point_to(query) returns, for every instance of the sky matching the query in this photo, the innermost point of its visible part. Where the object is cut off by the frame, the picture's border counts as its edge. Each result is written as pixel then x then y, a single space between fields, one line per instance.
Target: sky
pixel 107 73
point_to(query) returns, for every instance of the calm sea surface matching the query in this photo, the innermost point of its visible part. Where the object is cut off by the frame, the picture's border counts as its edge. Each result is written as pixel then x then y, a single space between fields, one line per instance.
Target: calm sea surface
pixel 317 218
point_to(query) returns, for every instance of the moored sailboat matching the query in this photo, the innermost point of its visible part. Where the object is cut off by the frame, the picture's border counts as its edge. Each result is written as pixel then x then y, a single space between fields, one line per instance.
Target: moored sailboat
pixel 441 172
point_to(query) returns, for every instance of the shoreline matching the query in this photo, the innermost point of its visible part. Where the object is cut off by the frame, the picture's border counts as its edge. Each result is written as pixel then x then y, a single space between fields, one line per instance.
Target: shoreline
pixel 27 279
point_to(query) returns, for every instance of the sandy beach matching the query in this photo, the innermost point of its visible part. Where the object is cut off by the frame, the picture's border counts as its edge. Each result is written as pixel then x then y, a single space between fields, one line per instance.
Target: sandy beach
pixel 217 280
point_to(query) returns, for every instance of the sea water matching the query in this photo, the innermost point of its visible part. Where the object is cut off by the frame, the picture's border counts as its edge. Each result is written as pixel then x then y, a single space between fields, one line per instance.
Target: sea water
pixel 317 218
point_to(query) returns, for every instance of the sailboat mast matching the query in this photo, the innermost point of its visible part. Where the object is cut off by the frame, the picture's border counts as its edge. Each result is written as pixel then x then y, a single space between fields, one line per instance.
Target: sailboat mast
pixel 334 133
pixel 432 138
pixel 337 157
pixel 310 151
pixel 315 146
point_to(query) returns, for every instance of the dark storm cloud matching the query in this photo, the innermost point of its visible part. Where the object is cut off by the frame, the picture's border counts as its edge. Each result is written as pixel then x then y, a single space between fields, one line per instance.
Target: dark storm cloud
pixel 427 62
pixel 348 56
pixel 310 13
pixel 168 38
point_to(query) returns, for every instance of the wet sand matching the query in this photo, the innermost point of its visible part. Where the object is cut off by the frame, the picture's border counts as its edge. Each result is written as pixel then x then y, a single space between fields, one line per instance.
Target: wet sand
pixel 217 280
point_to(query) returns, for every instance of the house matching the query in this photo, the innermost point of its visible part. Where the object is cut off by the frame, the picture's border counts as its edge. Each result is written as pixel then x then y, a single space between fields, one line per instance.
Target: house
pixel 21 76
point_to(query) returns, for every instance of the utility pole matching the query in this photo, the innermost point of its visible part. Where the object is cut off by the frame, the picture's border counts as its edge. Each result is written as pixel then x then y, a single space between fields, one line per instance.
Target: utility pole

> [PROBLEM DETAILS] Format the lines of the records above as a numbered list, leaving out any blank lines. Begin at the line that contains "point_to(query) returns, for every instance of the calm" and stop after the line that contains "pixel 27 279", including both of those lines.

> [THE COMPLETED TASK]
1. point_to(query) returns, for every instance of the calm sea surface matching the query in this photo, the innermost point of its visible part. Where the object is cut off by the frame, the picture's border counts as its edge. Each result is written as pixel then x then y, a single space between fields, one line per instance.
2. Target: calm sea surface
3. pixel 317 218
4. point_to(query) returns, for every instance of the moored sailboat matching the query in this photo, the innermost point of its visible part. Where the object is cut off by the frame, the picture's border counts as its edge. Each result is written as pixel then x then y, a single space between fields, one line per instance.
5. Target: moored sailboat
6. pixel 441 172
7. point_to(query) returns, for every instance of the shoreline matching the query in this photo, the innermost point of its visible part. Where the object is cut off by the frame, the picture's border counts as its edge. Each result is written as pixel then x then y, a single space between fields, one line per instance.
8. Target: shoreline
9. pixel 27 279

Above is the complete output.